▸ PROMPT
Reproduce, word for word, the lines of the items that follow, from the line containing "For the benchmark, annotate every instance of the tall" through the end of the items, with both ends included.

Entries from a collection:
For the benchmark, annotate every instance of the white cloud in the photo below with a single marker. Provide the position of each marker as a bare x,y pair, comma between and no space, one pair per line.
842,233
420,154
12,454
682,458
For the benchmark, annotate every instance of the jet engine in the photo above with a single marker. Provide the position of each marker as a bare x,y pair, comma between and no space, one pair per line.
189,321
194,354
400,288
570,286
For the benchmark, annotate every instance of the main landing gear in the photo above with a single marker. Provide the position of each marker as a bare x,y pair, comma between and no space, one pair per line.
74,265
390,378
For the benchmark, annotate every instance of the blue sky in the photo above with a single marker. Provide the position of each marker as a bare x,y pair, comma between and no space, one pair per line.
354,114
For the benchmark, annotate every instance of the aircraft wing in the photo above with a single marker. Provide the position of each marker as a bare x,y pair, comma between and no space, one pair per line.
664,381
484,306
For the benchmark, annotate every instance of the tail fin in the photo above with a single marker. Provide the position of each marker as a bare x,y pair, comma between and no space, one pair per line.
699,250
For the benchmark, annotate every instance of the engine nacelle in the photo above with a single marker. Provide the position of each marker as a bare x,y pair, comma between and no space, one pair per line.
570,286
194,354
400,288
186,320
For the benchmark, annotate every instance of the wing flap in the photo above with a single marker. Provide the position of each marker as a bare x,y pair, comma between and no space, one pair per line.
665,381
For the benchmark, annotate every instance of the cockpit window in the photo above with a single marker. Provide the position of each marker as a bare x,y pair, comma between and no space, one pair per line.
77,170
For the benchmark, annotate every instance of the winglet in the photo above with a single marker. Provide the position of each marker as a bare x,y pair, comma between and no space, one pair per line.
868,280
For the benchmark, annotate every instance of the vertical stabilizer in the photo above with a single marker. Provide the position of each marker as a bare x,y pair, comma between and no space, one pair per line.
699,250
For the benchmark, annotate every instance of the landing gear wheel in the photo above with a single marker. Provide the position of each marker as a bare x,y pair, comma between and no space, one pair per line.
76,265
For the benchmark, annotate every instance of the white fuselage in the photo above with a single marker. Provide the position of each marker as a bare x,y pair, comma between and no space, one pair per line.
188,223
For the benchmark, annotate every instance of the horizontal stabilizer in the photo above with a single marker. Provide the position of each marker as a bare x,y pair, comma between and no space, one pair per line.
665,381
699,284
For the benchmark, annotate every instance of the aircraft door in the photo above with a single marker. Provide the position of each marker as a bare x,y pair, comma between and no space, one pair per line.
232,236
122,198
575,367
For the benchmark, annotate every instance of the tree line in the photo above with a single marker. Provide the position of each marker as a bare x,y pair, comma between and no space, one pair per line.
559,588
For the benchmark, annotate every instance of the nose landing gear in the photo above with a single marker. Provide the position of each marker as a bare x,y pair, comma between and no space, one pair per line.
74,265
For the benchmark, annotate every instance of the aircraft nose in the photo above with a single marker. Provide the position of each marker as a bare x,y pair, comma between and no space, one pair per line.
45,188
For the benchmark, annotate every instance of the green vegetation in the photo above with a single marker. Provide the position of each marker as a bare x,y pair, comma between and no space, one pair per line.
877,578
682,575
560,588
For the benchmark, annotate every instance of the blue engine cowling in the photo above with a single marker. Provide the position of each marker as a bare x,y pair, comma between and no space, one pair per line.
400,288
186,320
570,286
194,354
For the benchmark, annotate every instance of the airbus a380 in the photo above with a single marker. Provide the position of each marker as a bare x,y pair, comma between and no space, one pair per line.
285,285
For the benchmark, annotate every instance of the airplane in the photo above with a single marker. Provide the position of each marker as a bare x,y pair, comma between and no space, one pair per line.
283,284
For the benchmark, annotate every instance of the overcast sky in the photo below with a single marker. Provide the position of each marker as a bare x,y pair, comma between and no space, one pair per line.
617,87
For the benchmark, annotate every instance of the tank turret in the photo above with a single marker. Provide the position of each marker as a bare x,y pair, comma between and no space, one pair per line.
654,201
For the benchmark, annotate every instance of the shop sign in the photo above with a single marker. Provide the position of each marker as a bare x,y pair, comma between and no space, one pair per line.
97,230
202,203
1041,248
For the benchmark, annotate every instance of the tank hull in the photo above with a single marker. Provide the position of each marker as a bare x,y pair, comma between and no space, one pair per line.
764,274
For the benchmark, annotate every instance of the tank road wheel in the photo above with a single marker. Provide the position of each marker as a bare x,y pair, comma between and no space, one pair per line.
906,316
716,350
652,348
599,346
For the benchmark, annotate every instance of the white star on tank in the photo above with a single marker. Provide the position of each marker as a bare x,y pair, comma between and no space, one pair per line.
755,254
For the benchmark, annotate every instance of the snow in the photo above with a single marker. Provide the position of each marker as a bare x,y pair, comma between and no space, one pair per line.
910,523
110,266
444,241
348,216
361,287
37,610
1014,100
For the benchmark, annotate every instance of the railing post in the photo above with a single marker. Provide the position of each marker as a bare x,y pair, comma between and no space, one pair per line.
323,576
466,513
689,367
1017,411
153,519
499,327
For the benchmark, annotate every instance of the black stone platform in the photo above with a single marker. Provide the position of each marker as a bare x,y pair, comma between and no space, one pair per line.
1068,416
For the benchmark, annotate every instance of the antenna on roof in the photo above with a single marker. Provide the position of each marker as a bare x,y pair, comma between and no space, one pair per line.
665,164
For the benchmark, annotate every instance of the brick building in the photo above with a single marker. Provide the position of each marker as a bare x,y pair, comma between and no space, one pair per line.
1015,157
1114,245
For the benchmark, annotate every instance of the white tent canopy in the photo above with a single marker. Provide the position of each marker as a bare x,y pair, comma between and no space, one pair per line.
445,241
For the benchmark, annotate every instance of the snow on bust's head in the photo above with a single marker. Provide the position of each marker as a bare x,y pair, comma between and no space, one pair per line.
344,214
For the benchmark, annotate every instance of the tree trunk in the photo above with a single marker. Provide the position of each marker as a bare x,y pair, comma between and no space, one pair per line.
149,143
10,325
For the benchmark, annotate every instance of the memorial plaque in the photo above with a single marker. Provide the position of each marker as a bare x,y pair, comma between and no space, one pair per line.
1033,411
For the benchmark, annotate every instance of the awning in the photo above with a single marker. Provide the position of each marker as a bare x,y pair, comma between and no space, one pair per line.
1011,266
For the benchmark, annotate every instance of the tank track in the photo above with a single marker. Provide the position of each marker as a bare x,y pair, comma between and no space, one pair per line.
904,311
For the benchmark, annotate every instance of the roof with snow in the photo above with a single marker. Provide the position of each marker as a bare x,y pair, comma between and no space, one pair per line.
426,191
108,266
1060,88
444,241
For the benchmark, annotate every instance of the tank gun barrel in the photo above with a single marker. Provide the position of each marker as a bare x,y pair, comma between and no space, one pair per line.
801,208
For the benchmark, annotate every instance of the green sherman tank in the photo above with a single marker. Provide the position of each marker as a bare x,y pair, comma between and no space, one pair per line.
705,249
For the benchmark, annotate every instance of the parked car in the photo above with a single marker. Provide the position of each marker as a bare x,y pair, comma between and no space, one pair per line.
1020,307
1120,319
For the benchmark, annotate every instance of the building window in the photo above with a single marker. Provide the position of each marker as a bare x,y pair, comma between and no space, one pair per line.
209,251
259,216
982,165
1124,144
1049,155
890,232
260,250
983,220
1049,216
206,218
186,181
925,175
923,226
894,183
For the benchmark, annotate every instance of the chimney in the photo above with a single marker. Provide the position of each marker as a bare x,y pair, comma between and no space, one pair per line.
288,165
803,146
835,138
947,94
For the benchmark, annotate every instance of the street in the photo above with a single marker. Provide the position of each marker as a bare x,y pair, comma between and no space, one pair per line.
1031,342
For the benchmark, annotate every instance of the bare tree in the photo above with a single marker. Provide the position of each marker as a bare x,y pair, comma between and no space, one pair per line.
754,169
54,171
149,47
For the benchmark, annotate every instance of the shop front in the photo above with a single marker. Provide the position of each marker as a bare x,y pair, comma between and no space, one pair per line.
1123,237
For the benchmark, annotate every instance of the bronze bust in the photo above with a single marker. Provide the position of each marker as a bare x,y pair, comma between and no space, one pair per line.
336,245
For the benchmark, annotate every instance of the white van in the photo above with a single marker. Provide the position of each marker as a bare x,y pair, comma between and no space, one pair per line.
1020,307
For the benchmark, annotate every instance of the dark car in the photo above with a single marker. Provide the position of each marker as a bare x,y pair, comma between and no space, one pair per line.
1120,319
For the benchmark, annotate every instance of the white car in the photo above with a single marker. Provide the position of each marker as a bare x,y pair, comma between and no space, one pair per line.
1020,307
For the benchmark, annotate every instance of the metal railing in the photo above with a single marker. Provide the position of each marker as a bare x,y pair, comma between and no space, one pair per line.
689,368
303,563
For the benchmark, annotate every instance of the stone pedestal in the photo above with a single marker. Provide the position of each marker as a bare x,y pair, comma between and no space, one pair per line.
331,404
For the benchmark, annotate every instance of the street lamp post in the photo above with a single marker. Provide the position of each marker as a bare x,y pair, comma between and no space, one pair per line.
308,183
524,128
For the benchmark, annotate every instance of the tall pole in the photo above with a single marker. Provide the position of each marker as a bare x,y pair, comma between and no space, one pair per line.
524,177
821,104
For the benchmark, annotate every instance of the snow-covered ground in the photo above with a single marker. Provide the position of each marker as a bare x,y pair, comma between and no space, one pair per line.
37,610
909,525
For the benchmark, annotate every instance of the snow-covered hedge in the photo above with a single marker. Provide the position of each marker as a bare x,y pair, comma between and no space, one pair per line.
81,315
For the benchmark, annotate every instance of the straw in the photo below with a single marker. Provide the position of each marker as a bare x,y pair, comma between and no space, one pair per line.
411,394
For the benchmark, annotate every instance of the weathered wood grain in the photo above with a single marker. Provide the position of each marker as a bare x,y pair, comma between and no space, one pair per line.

▸ TASK SOLUTION
For the benchmark, annotate every instance of the tall pole in the photo above with a single marker. Provide the position of each marker as a bare x,y pair, comma between and no space, one pair per line.
524,177
821,104
For the benchmark, annotate every instance of the snow-covered ground in the photo above with a single marker. Provide the position of each marker as a bare x,y pair, comma between and no space, one pair per line.
37,610
909,525
For the benchmark, annotate every instance of the snow-covered hedge in the photo above with a single marker. Provide the position of each marker as a bare x,y pair, comma between and no space, one pair per line.
81,315
For the benchmark, annotate every instance of the straw in the photo below with a single marker. Provide the position of each marker as a bare x,y pair, comma between and no space, one pair per line.
411,394
For the benchmark, annotate every instance of the weathered wood grain in the photo above with a single marker. Provide the position of each marker as a bare x,y pair, comma between and no space, one pair per line.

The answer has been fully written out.